* **Task objective**: Transcribe every one of the rows below, reproducing each line without any change.

* **Data entries**:
§ §

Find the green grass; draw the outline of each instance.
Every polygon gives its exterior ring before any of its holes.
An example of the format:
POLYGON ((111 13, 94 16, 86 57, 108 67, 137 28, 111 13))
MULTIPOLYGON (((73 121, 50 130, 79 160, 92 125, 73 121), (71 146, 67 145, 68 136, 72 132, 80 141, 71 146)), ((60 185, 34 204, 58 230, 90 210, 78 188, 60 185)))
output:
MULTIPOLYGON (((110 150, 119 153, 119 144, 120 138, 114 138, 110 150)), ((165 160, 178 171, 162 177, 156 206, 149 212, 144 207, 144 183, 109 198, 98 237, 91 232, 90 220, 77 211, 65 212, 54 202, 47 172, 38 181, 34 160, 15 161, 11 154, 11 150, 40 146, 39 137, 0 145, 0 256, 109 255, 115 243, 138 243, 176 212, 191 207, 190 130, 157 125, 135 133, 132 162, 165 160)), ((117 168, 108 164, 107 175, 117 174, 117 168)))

§ §

* **Response to the task**:
Find the green grass; draw the outline of each instance.
Every polygon gives its exterior ring before any of its holes.
An example of the format:
POLYGON ((111 13, 94 16, 86 57, 108 67, 137 28, 111 13))
MULTIPOLYGON (((73 121, 50 130, 79 160, 92 125, 73 121), (71 146, 67 145, 68 136, 72 132, 80 141, 71 146)), ((60 185, 34 204, 58 230, 90 210, 78 188, 60 185)))
output:
MULTIPOLYGON (((110 150, 119 153, 119 144, 120 138, 114 138, 110 150)), ((165 160, 178 171, 162 177, 156 206, 149 212, 144 207, 144 183, 109 198, 98 237, 91 232, 90 220, 77 211, 65 212, 54 202, 47 172, 38 181, 34 160, 15 161, 11 154, 11 150, 40 146, 39 137, 0 145, 0 256, 109 255, 115 243, 138 243, 176 212, 191 207, 190 130, 157 125, 135 133, 132 162, 165 160)), ((117 168, 108 164, 107 175, 117 174, 117 168)))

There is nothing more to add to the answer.